___ Entries ___

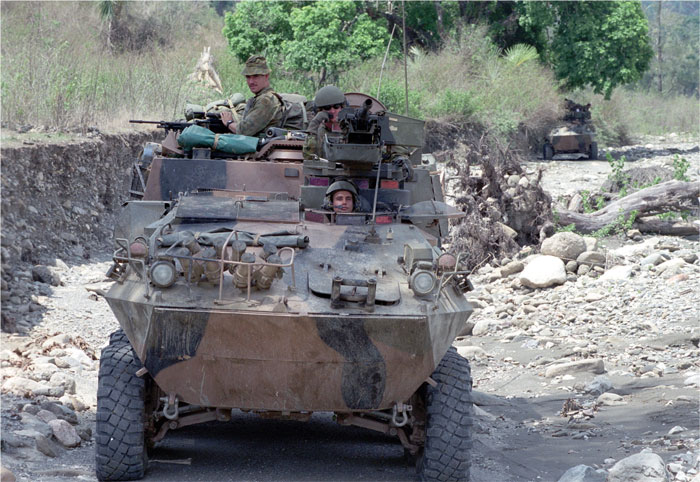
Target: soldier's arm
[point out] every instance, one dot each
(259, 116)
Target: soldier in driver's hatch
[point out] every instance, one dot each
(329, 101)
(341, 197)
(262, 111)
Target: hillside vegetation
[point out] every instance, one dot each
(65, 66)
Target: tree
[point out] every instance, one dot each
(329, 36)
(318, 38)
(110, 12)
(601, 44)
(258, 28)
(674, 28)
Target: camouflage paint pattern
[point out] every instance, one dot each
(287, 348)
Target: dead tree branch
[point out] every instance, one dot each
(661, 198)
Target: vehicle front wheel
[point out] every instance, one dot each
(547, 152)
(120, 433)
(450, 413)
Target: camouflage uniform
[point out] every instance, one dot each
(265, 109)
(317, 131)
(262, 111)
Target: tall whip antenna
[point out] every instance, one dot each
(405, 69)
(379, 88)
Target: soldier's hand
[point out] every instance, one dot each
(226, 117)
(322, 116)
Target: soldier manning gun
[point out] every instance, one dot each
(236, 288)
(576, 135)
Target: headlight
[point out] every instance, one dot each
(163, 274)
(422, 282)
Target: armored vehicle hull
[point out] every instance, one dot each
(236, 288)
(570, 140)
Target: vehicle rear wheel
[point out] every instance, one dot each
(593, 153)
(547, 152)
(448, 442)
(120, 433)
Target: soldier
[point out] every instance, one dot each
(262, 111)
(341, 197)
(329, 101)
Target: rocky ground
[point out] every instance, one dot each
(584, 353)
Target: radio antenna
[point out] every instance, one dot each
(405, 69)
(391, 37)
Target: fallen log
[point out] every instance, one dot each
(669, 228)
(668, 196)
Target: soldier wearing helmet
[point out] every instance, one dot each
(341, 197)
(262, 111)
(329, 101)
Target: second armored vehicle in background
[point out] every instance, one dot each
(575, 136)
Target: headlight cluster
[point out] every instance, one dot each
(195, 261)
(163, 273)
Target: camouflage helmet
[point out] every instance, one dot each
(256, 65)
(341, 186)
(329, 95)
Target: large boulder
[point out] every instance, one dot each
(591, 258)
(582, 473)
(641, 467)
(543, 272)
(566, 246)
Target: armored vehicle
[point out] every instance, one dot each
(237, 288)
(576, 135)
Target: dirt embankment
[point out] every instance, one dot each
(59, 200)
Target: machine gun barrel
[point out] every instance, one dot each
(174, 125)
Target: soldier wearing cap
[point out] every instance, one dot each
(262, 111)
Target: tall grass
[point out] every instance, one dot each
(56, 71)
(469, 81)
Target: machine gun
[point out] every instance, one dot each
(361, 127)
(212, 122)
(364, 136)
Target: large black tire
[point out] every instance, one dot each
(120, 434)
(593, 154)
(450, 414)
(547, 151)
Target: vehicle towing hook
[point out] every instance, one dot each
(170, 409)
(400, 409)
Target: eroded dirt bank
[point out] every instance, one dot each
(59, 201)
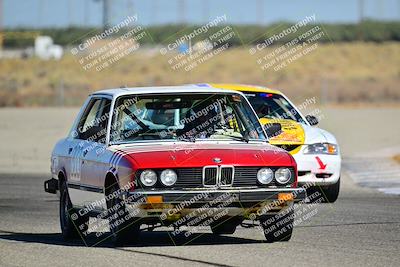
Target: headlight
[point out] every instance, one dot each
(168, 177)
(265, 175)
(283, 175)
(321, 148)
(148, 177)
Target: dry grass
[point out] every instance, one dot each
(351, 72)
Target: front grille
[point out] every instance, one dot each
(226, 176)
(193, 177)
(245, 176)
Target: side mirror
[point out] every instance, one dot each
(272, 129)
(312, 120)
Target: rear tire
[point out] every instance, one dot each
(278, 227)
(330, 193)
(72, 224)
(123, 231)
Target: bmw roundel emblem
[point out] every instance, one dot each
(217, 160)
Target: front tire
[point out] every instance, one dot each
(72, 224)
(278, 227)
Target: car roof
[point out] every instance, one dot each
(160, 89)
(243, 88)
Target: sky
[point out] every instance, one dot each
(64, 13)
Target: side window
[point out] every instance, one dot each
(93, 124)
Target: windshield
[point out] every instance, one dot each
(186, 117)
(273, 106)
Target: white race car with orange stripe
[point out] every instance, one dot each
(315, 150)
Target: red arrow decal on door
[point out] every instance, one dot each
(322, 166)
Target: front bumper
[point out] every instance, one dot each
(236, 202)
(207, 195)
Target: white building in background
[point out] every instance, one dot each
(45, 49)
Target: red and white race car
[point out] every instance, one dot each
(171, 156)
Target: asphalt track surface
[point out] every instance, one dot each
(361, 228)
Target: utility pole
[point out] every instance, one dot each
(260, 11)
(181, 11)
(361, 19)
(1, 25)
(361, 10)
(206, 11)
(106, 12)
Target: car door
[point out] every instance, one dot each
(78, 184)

___

Goal of the exercise
Write out the records above line for line, without changing anything. Leave out the pictures.

Output for this exercise
Target: soldier's arm
[point out] every instance, one dot each
(259, 116)
Target: soldier in driver's hatch
[point out] every instance, one dot each
(329, 101)
(341, 197)
(262, 111)
Target: hillside vegetation
[point out] every instance, one dot each
(65, 66)
Target: tree
[point out] every instance, one dot each
(329, 36)
(318, 38)
(110, 12)
(601, 44)
(258, 28)
(674, 28)
Target: camouflage paint pattern
[point out] every instance, one dot each
(287, 348)
Target: dead tree branch
[point out] every instance, one dot each
(661, 198)
Target: vehicle front wheel
[point out] every instance, one dot each
(547, 152)
(120, 433)
(450, 413)
Target: camouflage uniform
[point out] every instance, one dot each
(265, 109)
(317, 131)
(262, 111)
Target: tall whip antenna
[point out] every instance, one dot each
(405, 69)
(379, 88)
Target: soldier's hand
[point out] every instance, one dot each
(226, 117)
(322, 116)
Target: soldier manning gun
[point out] every instance, one dot each
(236, 288)
(576, 135)
Target: headlight
[point out] every instance, one dot each
(163, 274)
(422, 282)
Target: armored vehicle hull
[point out] every instance, one dot each
(236, 288)
(570, 140)
Target: vehicle rear wheel
[point out] every instance, one dot each
(593, 153)
(547, 152)
(448, 442)
(120, 433)
Target: soldier
[point out] every instance, one dot each
(262, 111)
(341, 197)
(329, 101)
Target: rocky ground
[point out] every instance, one dot each
(584, 353)
Target: radio antenna
[point out] every instance, one dot each
(405, 69)
(391, 37)
Target: fallen log
[point out] every instance, one dot each
(669, 228)
(668, 196)
Target: soldier wearing helmet
[point out] every instance, one dot each
(341, 197)
(262, 111)
(329, 101)
Target: second armored vehicle in background
[point out] every instance, one dot each
(575, 136)
Target: headlight cluster
[point out] every instance, one dot each
(195, 261)
(163, 273)
Target: camouflage helmet
[point out] every instance, one dot each
(256, 65)
(341, 186)
(329, 95)
Target: large boulder
[point out] every instance, one dot each
(591, 258)
(582, 473)
(641, 467)
(543, 272)
(566, 246)
Target: armored vehicle
[point out] every instance, one dot each
(237, 288)
(576, 135)
Target: dirt embankment
[point out] every instance, one dot each
(59, 200)
Target: machine gun barrel
[point out] every instance, one dot each
(174, 125)
Target: soldier wearing cap
[point out] every instance, one dot each
(262, 111)
Target: tall grass
[point out] every instance, one dot each
(56, 71)
(469, 81)
Target: machine gun
[point out] every instance, one dot each
(361, 127)
(212, 122)
(364, 136)
Target: large black tire
[point out] every instance, one dot each
(120, 434)
(593, 154)
(450, 414)
(547, 151)
Target: vehicle towing hook
[point out] every instance, one dot each
(170, 409)
(400, 409)
Target: eroded dirt bank
[point out] every instance, one dot each
(59, 201)
Target: headlight
[point out] every instance, one dot each
(168, 177)
(265, 175)
(283, 175)
(321, 148)
(148, 177)
Target: dry grass
[point out] every instance, one dot each
(351, 72)
Target: front grille
[point out] every instance, one dot each
(226, 176)
(193, 177)
(245, 176)
Target: side mirror
[point out] every instance, one dot each
(272, 129)
(312, 120)
Target: rear tire
[point out] every instance, one dot each
(278, 227)
(330, 193)
(72, 224)
(123, 231)
Target: bmw roundel emblem
[point out] every instance, one dot each
(217, 160)
Target: front tire
[point out] every instance, one dot each
(72, 224)
(278, 227)
Target: car roof
[point out] every instance, one dot each
(160, 89)
(243, 88)
Target: sky
[point out] every instance, one dot each
(64, 13)
Target: side window
[point out] every instance, one dot each
(93, 124)
Target: windshield
[point out] every instance, one dot each
(186, 117)
(273, 106)
Target: white race car with orange stripe
[point out] every instance, one dot each
(315, 150)
Target: red arrow decal on door
[point out] every instance, one dot each
(322, 166)
Target: front bumper
[point out] every instance, one dot each
(236, 202)
(207, 195)
Target: white building in background
[point out] every instance, one dot each
(45, 49)
Target: red and white race car
[point out] every instance, one dot each
(171, 156)
Target: asphalt track surface
[point out] every instance, one dot each
(361, 228)
Target: utility pole
[point out] every instance, one dot each
(260, 11)
(181, 11)
(361, 19)
(1, 25)
(361, 10)
(206, 11)
(106, 12)
Target: car door
[point out] every instance, one dot each
(78, 184)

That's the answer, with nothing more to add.